What is needed:
The records that follow are to be reproduced exactly. Any pictures in them are left out.
++++ Given data ++++
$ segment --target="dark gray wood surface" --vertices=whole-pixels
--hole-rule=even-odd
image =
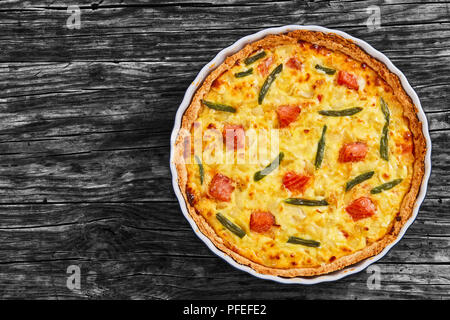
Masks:
[[[75,3],[76,2],[76,3]],[[450,297],[450,4],[432,1],[0,0],[0,297]],[[381,26],[366,26],[367,8]],[[427,198],[376,265],[334,283],[281,285],[201,242],[171,186],[184,91],[221,49],[267,27],[317,24],[369,42],[420,96],[433,141]],[[66,271],[81,268],[81,289]]]

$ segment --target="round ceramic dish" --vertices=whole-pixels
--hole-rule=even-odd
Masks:
[[[279,276],[260,274],[256,271],[254,271],[253,269],[251,269],[250,267],[247,267],[247,266],[237,263],[230,256],[226,255],[225,253],[223,253],[222,251],[217,249],[214,246],[214,244],[205,235],[203,235],[199,231],[194,220],[189,215],[189,212],[186,208],[185,200],[184,200],[184,198],[181,194],[180,188],[178,186],[178,175],[177,175],[177,170],[175,168],[175,164],[173,161],[173,156],[174,156],[175,141],[176,141],[178,131],[181,126],[181,118],[183,117],[184,112],[188,108],[188,106],[191,102],[191,99],[192,99],[193,95],[195,94],[197,88],[200,87],[203,80],[208,76],[208,74],[216,66],[219,66],[222,62],[224,62],[226,57],[238,52],[246,44],[257,41],[259,39],[262,39],[265,36],[270,35],[270,34],[282,34],[282,33],[287,33],[287,32],[294,31],[294,30],[310,30],[310,31],[320,31],[320,32],[325,32],[325,33],[335,33],[343,38],[352,40],[355,44],[357,44],[362,49],[364,49],[372,57],[383,62],[389,68],[389,70],[391,72],[395,73],[399,77],[406,93],[411,97],[413,103],[416,105],[416,107],[418,109],[417,116],[418,116],[420,122],[422,122],[422,131],[423,131],[423,135],[425,137],[426,143],[427,143],[427,150],[426,150],[426,155],[425,155],[425,173],[423,175],[422,185],[421,185],[419,194],[417,195],[417,199],[415,202],[415,206],[414,206],[412,215],[409,218],[409,220],[403,225],[403,228],[401,229],[401,231],[395,241],[393,241],[386,248],[384,248],[384,250],[381,251],[379,254],[377,254],[373,257],[367,258],[365,260],[362,260],[354,265],[348,266],[342,270],[338,270],[338,271],[335,271],[332,273],[314,276],[314,277],[283,278],[283,277],[279,277]],[[214,57],[214,59],[212,59],[206,66],[203,67],[203,69],[199,72],[199,74],[195,78],[194,82],[192,82],[192,84],[186,90],[183,101],[181,102],[181,105],[179,106],[176,117],[175,117],[175,125],[174,125],[173,131],[172,131],[170,147],[171,147],[170,148],[170,170],[172,172],[173,189],[178,198],[178,202],[180,203],[181,211],[183,212],[186,219],[189,221],[192,229],[194,229],[197,236],[200,239],[202,239],[202,241],[216,255],[218,255],[225,261],[227,261],[229,264],[231,264],[235,268],[246,271],[258,278],[273,280],[273,281],[281,282],[281,283],[315,284],[315,283],[326,282],[326,281],[335,281],[335,280],[341,279],[345,276],[348,276],[350,274],[354,274],[356,272],[364,270],[366,267],[368,267],[372,263],[380,260],[398,241],[400,241],[400,239],[403,237],[403,235],[405,234],[408,227],[416,219],[417,213],[419,212],[420,204],[422,203],[423,199],[425,198],[425,194],[427,191],[427,183],[428,183],[428,179],[429,179],[430,171],[431,171],[431,139],[430,139],[430,136],[428,133],[427,118],[425,116],[425,113],[422,110],[422,106],[420,105],[419,97],[417,96],[416,92],[413,90],[413,88],[408,83],[408,80],[406,80],[405,75],[399,69],[397,69],[384,54],[375,50],[367,42],[357,39],[357,38],[354,38],[342,31],[327,29],[327,28],[323,28],[323,27],[319,27],[319,26],[288,25],[288,26],[279,27],[279,28],[265,29],[265,30],[255,33],[255,34],[241,38],[239,41],[235,42],[233,45],[220,51],[219,54],[217,54]]]

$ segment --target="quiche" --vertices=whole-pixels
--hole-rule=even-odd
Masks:
[[[296,277],[396,239],[425,152],[394,73],[351,40],[297,30],[247,44],[210,72],[174,161],[200,232],[259,273]]]

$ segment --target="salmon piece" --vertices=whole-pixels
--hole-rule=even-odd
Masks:
[[[286,62],[286,66],[291,69],[301,70],[302,69],[302,62],[298,60],[297,58],[293,57]]]
[[[216,173],[209,184],[209,194],[219,201],[229,202],[233,191],[233,180],[221,173]]]
[[[300,114],[299,106],[279,106],[277,108],[278,120],[280,121],[280,128],[287,127],[291,122],[297,120]]]
[[[337,82],[339,85],[358,91],[359,85],[356,76],[347,71],[339,71]]]
[[[222,136],[228,150],[237,150],[245,147],[245,130],[240,124],[224,125]]]
[[[275,224],[275,217],[268,211],[254,211],[250,216],[250,229],[262,233],[267,232]]]
[[[353,221],[358,221],[373,216],[376,207],[370,198],[361,197],[353,200],[347,208],[345,208],[345,211],[352,217]]]
[[[368,147],[364,142],[347,143],[339,151],[339,162],[357,162],[366,157]]]
[[[259,65],[258,65],[258,71],[261,74],[261,76],[265,77],[269,74],[269,68],[273,63],[273,58],[268,57],[264,59]]]
[[[289,171],[283,177],[283,185],[291,192],[303,193],[310,179],[310,176],[299,175],[294,171]]]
++++
Completed exercise:
$ segment --target="dark gray wood surface" --vertices=whole-pixels
--hole-rule=even-odd
image =
Masks:
[[[75,3],[76,2],[76,3]],[[450,297],[450,4],[432,1],[0,0],[0,297]],[[381,26],[366,26],[367,8]],[[427,198],[376,265],[334,283],[281,285],[201,242],[171,186],[184,91],[221,49],[267,27],[317,24],[369,42],[420,96],[433,141]],[[66,271],[81,268],[81,289]]]

$ segment --target="round ceramic dish" --vertices=whole-pixels
--hole-rule=even-odd
Masks:
[[[279,276],[260,274],[256,271],[254,271],[253,269],[251,269],[250,267],[247,267],[247,266],[237,263],[230,256],[226,255],[225,253],[223,253],[222,251],[217,249],[214,246],[214,244],[205,235],[203,235],[199,231],[194,220],[189,215],[189,212],[186,208],[185,200],[184,200],[184,198],[181,194],[180,188],[178,186],[178,175],[177,175],[177,170],[175,168],[175,164],[173,161],[173,156],[174,156],[175,141],[176,141],[178,131],[181,126],[181,118],[183,117],[184,112],[188,108],[188,106],[191,102],[191,99],[192,99],[193,95],[195,94],[197,88],[200,87],[203,80],[208,76],[208,74],[216,66],[219,66],[222,62],[224,62],[226,57],[238,52],[246,44],[257,41],[259,39],[262,39],[265,36],[270,35],[270,34],[282,34],[282,33],[287,33],[287,32],[294,31],[294,30],[310,30],[310,31],[320,31],[320,32],[325,32],[325,33],[335,33],[343,38],[352,40],[355,44],[357,44],[362,49],[364,49],[372,57],[383,62],[389,68],[389,70],[391,72],[395,73],[399,77],[406,93],[411,97],[413,103],[416,105],[416,107],[418,109],[417,116],[418,116],[420,122],[422,122],[422,131],[423,131],[423,135],[425,137],[426,143],[427,143],[427,150],[426,150],[426,155],[425,155],[425,173],[423,175],[422,185],[421,185],[419,194],[417,195],[417,199],[415,202],[415,206],[414,206],[412,215],[409,218],[409,220],[403,225],[403,228],[401,229],[401,231],[395,241],[393,241],[386,248],[384,248],[384,250],[381,251],[379,254],[377,254],[373,257],[367,258],[365,260],[362,260],[354,265],[348,266],[342,270],[338,270],[338,271],[335,271],[332,273],[314,276],[314,277],[283,278],[283,277],[279,277]],[[214,57],[214,59],[212,59],[206,66],[203,67],[203,69],[199,72],[199,74],[195,78],[194,82],[192,82],[192,84],[186,90],[183,101],[181,102],[181,105],[179,106],[176,117],[175,117],[175,125],[174,125],[173,131],[172,131],[170,147],[171,147],[170,148],[170,170],[172,172],[173,189],[178,198],[178,202],[180,203],[181,211],[183,212],[186,219],[189,221],[192,229],[194,229],[197,236],[200,239],[202,239],[202,241],[216,255],[218,255],[225,261],[227,261],[229,264],[231,264],[235,268],[246,271],[258,278],[273,280],[273,281],[281,282],[281,283],[315,284],[315,283],[326,282],[326,281],[335,281],[335,280],[341,279],[345,276],[348,276],[350,274],[354,274],[356,272],[364,270],[366,267],[368,267],[372,263],[380,260],[398,241],[400,241],[400,239],[403,237],[403,235],[405,234],[408,227],[416,219],[417,213],[419,212],[420,204],[422,203],[423,199],[425,198],[425,194],[427,191],[427,183],[428,183],[428,179],[429,179],[430,171],[431,171],[431,139],[430,139],[430,136],[428,133],[427,118],[425,116],[425,113],[422,110],[422,106],[420,105],[419,97],[417,96],[416,92],[413,90],[413,88],[408,83],[408,80],[406,80],[405,75],[399,69],[397,69],[384,54],[375,50],[367,42],[357,39],[357,38],[354,38],[342,31],[327,29],[327,28],[323,28],[323,27],[319,27],[319,26],[288,25],[288,26],[279,27],[279,28],[265,29],[265,30],[255,33],[255,34],[241,38],[239,41],[235,42],[233,45],[220,51],[219,54],[217,54]]]

$ segment --target="quiche" --vertices=whole-pixels
--hole-rule=even-odd
Masks:
[[[296,277],[396,239],[425,152],[394,73],[351,40],[297,30],[247,44],[210,72],[174,161],[200,232],[259,273]]]

$ segment --target="salmon piece" --vertices=whole-pixels
--hole-rule=even-odd
Masks:
[[[286,62],[286,66],[291,69],[301,70],[302,69],[302,62],[298,60],[297,58],[293,57]]]
[[[216,173],[209,184],[209,194],[219,201],[229,202],[233,191],[233,180],[221,173]]]
[[[300,114],[299,106],[279,106],[277,108],[278,120],[280,121],[280,128],[287,127],[291,122],[297,120]]]
[[[337,82],[339,85],[358,91],[359,85],[356,76],[347,71],[339,71]]]
[[[222,136],[228,150],[237,150],[245,147],[245,130],[240,124],[224,125]]]
[[[275,224],[275,217],[268,211],[254,211],[250,216],[250,229],[262,233],[267,232]]]
[[[353,221],[358,221],[373,216],[376,207],[370,198],[361,197],[353,200],[347,208],[345,208],[345,211],[352,217]]]
[[[368,147],[364,142],[347,143],[339,151],[339,162],[357,162],[366,157]]]
[[[259,65],[258,65],[258,71],[261,74],[261,76],[265,77],[269,74],[269,68],[273,63],[273,58],[268,57],[264,59]]]
[[[289,171],[283,177],[283,185],[291,192],[303,193],[310,179],[310,176],[299,175],[294,171]]]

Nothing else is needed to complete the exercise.